**TASK DETAILS:** Down to the last word, output the records below, skipping any images.

(Data entries)
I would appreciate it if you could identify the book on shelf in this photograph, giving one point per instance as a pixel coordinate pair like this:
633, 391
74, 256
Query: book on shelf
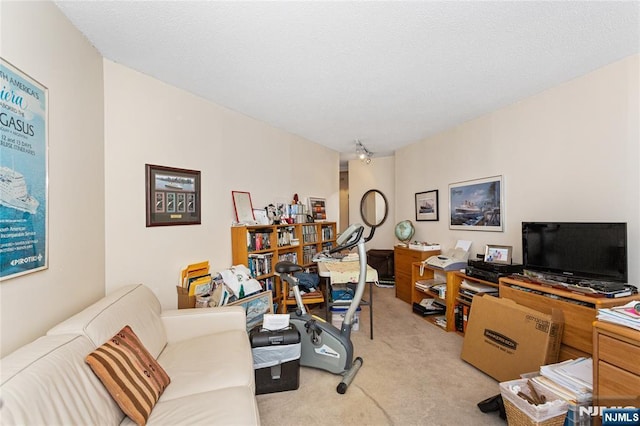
200, 285
192, 271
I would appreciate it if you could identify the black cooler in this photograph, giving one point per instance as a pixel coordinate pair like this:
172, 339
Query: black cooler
276, 359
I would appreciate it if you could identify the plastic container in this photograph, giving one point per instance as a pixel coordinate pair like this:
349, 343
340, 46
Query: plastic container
337, 316
522, 413
276, 359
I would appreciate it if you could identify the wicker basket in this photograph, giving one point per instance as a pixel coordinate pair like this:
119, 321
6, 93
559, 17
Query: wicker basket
515, 417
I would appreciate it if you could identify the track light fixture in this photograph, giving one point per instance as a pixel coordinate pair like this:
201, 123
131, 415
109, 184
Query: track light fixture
363, 153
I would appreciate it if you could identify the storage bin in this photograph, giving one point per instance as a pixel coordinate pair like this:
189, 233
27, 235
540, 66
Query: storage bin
521, 413
575, 417
382, 261
276, 359
337, 316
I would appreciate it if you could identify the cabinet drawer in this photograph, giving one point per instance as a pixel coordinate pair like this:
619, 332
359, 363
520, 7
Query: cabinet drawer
617, 387
619, 353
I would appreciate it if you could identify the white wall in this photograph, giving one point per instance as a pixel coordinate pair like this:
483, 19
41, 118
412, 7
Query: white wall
39, 40
147, 121
567, 154
380, 175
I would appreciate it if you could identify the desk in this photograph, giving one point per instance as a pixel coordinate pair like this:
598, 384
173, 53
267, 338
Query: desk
346, 273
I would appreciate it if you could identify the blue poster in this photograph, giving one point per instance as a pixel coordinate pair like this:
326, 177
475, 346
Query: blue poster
23, 173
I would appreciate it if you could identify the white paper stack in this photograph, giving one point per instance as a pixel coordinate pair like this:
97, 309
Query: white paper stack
571, 379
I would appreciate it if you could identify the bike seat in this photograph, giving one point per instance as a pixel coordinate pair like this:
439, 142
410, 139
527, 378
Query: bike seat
287, 267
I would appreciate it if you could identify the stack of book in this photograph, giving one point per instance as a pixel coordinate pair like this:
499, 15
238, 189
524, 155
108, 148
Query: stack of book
470, 289
627, 315
429, 307
196, 279
571, 380
260, 264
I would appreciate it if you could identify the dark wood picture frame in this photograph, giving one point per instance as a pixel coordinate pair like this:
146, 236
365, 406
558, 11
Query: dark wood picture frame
172, 196
427, 208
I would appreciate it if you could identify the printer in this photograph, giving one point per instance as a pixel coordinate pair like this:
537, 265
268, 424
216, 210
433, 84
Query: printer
452, 259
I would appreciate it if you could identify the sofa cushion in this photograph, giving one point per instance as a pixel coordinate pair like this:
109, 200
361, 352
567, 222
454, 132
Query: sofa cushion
48, 382
131, 375
133, 305
201, 364
230, 406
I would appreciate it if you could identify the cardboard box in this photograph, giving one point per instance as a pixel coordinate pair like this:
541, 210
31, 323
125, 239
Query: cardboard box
505, 339
184, 300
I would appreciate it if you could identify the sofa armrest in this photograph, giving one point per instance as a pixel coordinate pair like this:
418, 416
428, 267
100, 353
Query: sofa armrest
183, 324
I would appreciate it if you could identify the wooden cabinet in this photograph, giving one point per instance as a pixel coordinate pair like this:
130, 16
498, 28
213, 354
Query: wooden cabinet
579, 311
421, 272
616, 366
403, 258
464, 301
260, 247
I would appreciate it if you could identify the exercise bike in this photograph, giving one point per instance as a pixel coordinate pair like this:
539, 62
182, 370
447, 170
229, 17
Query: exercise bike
324, 346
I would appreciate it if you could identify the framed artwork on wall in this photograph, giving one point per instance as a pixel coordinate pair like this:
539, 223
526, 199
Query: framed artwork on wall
243, 207
173, 196
477, 204
427, 205
24, 146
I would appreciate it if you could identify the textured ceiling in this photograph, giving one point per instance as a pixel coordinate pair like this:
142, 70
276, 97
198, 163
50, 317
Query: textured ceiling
387, 73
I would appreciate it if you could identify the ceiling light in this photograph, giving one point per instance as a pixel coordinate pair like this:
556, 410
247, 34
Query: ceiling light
363, 153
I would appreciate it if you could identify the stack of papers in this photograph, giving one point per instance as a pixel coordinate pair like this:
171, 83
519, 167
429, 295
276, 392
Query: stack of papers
627, 315
572, 379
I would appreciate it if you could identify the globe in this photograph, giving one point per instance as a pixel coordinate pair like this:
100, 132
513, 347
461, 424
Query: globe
404, 231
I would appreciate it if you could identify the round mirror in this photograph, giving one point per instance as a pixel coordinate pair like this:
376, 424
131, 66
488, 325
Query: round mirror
373, 208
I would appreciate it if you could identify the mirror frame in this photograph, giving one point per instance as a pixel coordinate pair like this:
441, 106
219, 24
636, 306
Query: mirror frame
386, 208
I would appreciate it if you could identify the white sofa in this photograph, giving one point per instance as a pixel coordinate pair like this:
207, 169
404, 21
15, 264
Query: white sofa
205, 352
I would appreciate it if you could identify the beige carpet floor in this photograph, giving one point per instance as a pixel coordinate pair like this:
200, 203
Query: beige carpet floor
412, 375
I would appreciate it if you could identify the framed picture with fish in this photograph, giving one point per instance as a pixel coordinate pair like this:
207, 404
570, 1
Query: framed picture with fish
173, 196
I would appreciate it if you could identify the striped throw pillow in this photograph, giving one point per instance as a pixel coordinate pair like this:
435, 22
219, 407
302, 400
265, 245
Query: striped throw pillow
132, 376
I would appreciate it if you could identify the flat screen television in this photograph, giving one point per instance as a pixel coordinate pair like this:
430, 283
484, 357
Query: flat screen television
576, 251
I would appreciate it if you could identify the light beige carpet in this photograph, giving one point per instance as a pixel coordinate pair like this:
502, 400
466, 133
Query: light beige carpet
412, 375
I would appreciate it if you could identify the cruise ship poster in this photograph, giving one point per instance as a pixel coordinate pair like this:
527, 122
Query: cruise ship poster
23, 173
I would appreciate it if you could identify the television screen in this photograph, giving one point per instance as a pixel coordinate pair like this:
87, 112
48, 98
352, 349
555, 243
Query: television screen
576, 250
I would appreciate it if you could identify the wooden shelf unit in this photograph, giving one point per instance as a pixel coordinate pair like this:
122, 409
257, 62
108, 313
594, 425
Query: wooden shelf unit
450, 296
579, 311
307, 239
403, 258
616, 371
463, 307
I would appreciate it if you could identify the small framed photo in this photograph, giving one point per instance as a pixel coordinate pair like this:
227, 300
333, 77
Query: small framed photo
427, 205
261, 216
255, 307
498, 254
318, 209
243, 207
172, 196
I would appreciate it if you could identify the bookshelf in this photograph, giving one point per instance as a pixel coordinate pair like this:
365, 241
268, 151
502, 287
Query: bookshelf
260, 247
447, 298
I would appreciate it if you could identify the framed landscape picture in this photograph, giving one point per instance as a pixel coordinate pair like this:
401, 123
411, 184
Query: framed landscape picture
477, 204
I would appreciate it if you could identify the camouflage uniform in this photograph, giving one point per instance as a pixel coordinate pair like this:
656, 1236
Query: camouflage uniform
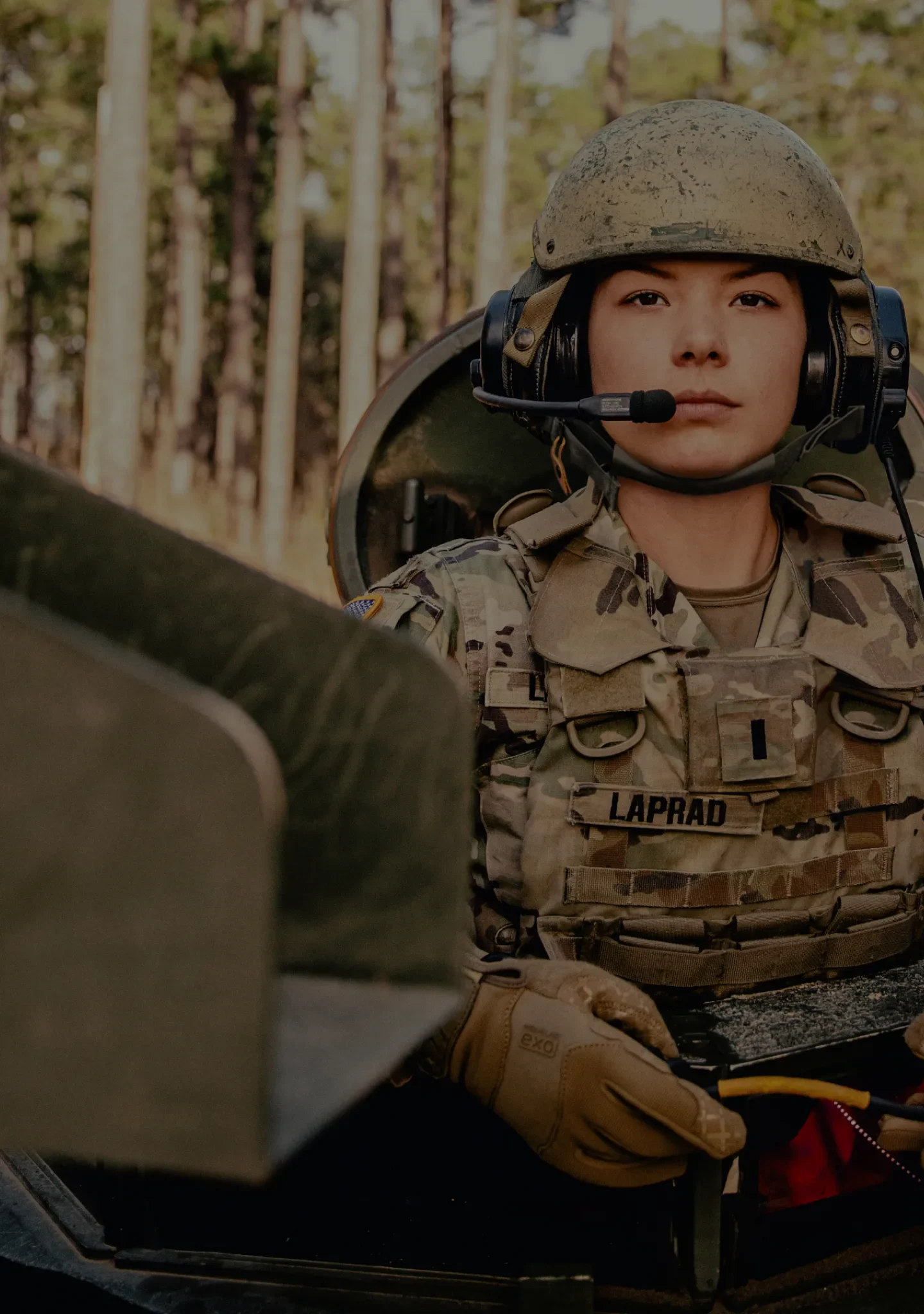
674, 814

**TASK RESPONSE:**
I would appreciate it if you could identify the book on shelf in this photograph, giving one point per instance as a pixel coordinate pair like this:
633, 391
74, 256
Query: book on shelf
200, 285
192, 271
I would appreciate it if you could identify the black cooler in this photograph, giving one point per instance as a pixel coordinate pair like this:
172, 339
Query: black cooler
276, 359
I would appreciate it if you could identify the plastic container in this photograph, giving one point per instance as a pixel coordinate pair like this:
349, 343
340, 46
Query: plastic container
337, 316
522, 413
276, 359
I would appreciate it if you could identify the wicker basket in this photograph, giving one point per instance as a pixel coordinate pair like this:
119, 321
6, 93
559, 17
Query: wicker basket
515, 417
I would appreciate it if you could identify the track light fixture in this photograph, giving one point per instance as a pixel coordinate pair like this:
201, 123
131, 415
109, 184
Query: track light fixture
363, 153
I would appreciate it if you could identify the storage bin in this photograph, giving one point per instance as a pixel coordinate pair like this:
189, 233
27, 235
540, 66
Query: storage bin
521, 413
575, 417
382, 261
276, 359
337, 316
I would appreciate it if you could identify the cabinet drawer in this photograph, giving one point per instance as a pixel coordinate pair like this:
619, 332
359, 363
520, 7
Query: cabinet drawer
617, 387
619, 353
I would appreciate it if you could identify the white wall in this photograph, giving one point per instance as a pixel coordinate pair like this:
483, 19
41, 118
412, 7
Query: white wall
39, 40
147, 121
567, 154
380, 175
I would appreciate it if you could identify the desk in this photograph, giving one point per instance as a pixel coordinate pair like this:
598, 384
173, 53
267, 338
Query: desk
346, 273
I would appreciate it if you could identify the blue poster in this photograph, giving one point per instance as a pixel coordinate pair like this:
326, 177
475, 346
Query: blue poster
23, 173
I would appreciate it if you could identify the white paper stack in this photograph, giving one point per instance as a pixel coordinate pair like this:
97, 309
Query: white paper stack
571, 379
I would appreciate it if you could identify the bike seat in this photograph, giving one point per instance as a pixel coordinate pair like this:
439, 142
410, 139
527, 378
Query: bike seat
287, 267
I would appreciate it if you could identify the stack of book in this photograph, giving one point per instance as a pixel coordinate pair like this:
499, 15
238, 189
524, 155
108, 148
Query: stack of book
470, 289
627, 315
429, 307
196, 279
571, 380
260, 264
I would appreciate it if you could identify the dark wood picture frame in this photograph, giving one point per instance as a pixel coordinate pair like this:
146, 236
365, 406
558, 11
Query: dark wood picture frame
172, 196
427, 208
I would appreciate it if you could identify the printer in this photograph, giving one point per instance as a pixel coordinate pair like this:
537, 265
268, 424
216, 210
433, 84
Query: printer
452, 259
I would appreciate it if you could identify the sofa cushion in this photograph, giving one point per instance as a pixel coordinate pair like this:
109, 200
361, 352
567, 222
454, 132
Query: sofa cushion
48, 382
131, 375
133, 305
201, 364
230, 406
I would appreciate it if you could identify the cardboard box in this photograph, giving one point per instance as a pixel coordinate pair like this:
541, 210
31, 323
125, 239
Query: cardboard box
505, 339
184, 300
I would appreciate it if you could identify the sofa armrest in this photograph, giving one point per instance as a pixel coordinate pair like this:
418, 416
428, 267
100, 353
Query: sofa armrest
183, 324
I would appreciate it if you could identify the wooden cabinet in this photograph, giving one point per instance as a pixel coordinate pair like this:
130, 16
498, 28
213, 354
Query: wooden cabinet
579, 311
421, 272
616, 366
403, 258
464, 301
260, 247
I would appreciate it if you could identify the exercise bike in this photograph, giving one point per instance as a pixel coordinate pair like this:
539, 62
182, 370
447, 170
229, 17
Query: exercise bike
324, 346
I would appreciate it if you could identify the framed artwork on wall in this photograph, giving one point per instance as a pixel coordinate pair like this:
539, 223
526, 199
Query: framed artwork on wall
243, 207
173, 196
477, 204
427, 205
24, 146
I would appreciate it if you could identify the textured ceiling in this photograph, giving one point per instance as a pixel coordinate pair like this:
142, 70
276, 97
198, 163
50, 317
Query: textured ceiling
387, 73
I would appreciate it if you could identify the ceiling light in this photograph, giving one point per instance as a pixel coordinate pair like this:
556, 410
247, 34
Query: ceiling light
363, 153
I would appreciate it if you could identify the stack of papers in this photograph, giving one point per instance as a pixel coordinate pair like this:
171, 83
519, 167
429, 295
276, 392
Query: stack of papers
627, 315
572, 379
I would appreciate it if you could identify the globe in this photograph, giving one point per instance as a pixel coordinate pair like this:
100, 132
513, 347
461, 424
Query: globe
404, 231
I would appreciate it if you could identify the round mirror in this photograph, giving one point per instance as a pixel coordinate pair like this:
376, 424
131, 66
488, 325
Query: round mirror
373, 208
I would appreciate it if you could identify the mirror frame in this photograph, giving one point per instance as a pixel coordinate pair like this:
441, 106
219, 24
636, 306
Query: mirror frame
386, 208
I would appreciate it if you could identify the white sofa in this photograph, giving one point per instance as a pixel coordinate pair like this:
207, 169
404, 21
15, 264
Query: white sofa
205, 352
I would appreciate it if you could identify the beige carpet floor in this photograph, giving one point per instance as a pixel coordinate pair like this:
200, 203
Query: beige carpet floor
412, 375
I would appreciate it if you could identify the framed picture with fish in this photograph, giving one point per instance as a pixel coordinate pair like this:
207, 404
570, 1
Query: framed picture with fish
173, 196
I would appreciate it if you could identify the striped throw pillow in this photograph, giving one point per instance as a pixel coordinate pair like this:
435, 22
219, 407
302, 400
265, 245
Query: striped throw pillow
132, 376
I would appreciate it if you could identify the flat screen television in this photograph, giving one point per instance as a pixel coordinate pair like this:
430, 283
484, 357
Query: flat screen television
576, 251
I would appreciate it if you could identify the light beige carpet in this photograph, giving one point per instance as a pixel coordinate pair like this:
502, 400
466, 133
Query: light beige carpet
412, 375
I would appreciate it if you could identify the cruise ship poster in this photograph, giving one point per instance as a pixel coordinate pair like this:
527, 122
Query: cruise ship poster
23, 173
I would appreciate it if you could identify the television screen in this photograph, giving one point per instance as a pixel coordinate pair like this:
87, 112
48, 98
352, 349
555, 243
Query: television screen
576, 250
I would appreciate it if you could identify the wooden shelf unit in this photograph, giving one point per instance as a pixel coordinate pair like this:
122, 409
257, 62
108, 313
594, 425
Query: wooden shelf unit
450, 296
579, 311
307, 239
403, 258
616, 371
463, 307
I would appreciate it if you could identify the small framed photo in this photograph, giving one point per instance as a pixel coordinate pair like this:
227, 300
333, 77
Query: small framed photo
427, 205
261, 216
255, 307
498, 254
318, 209
243, 207
172, 196
I would appreciate it if you could identify the bookshelf in this photograph, giving one point per instance as a pixel coordinate pair like this:
365, 241
268, 151
502, 287
Query: bookshelf
260, 247
447, 298
I would appreciate it if you could identify the framed landscape picture in this photograph, giving one point per instance as a pixel coordinate pair like this:
401, 123
411, 184
Query: framed landscape picture
477, 204
I would appreciate it if you could identify the camouflage uniform in this photograph, giving one point per instance as a pixel coordinate pair like this:
656, 1236
Query: camouflage uniform
674, 814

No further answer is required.